(Dataset entries)
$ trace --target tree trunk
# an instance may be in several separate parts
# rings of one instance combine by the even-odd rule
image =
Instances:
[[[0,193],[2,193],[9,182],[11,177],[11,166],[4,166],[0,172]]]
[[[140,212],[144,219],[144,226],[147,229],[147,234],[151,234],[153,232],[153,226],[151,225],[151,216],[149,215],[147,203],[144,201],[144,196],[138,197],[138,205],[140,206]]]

=== TASK BRIEF ===
Copy all of the entries above exactly as shown.

=== ANSWER FOR THIS EXERCISE ===
$ trace --target tree trunk
# an instance may be in several separate parts
# rings of one instance combine by the even-odd rule
image =
Instances:
[[[0,193],[2,193],[9,182],[11,177],[11,166],[4,166],[0,172]]]
[[[140,212],[144,219],[144,226],[147,229],[147,234],[151,234],[153,232],[153,226],[151,225],[151,216],[149,215],[147,203],[144,201],[144,196],[138,197],[138,205],[140,206]]]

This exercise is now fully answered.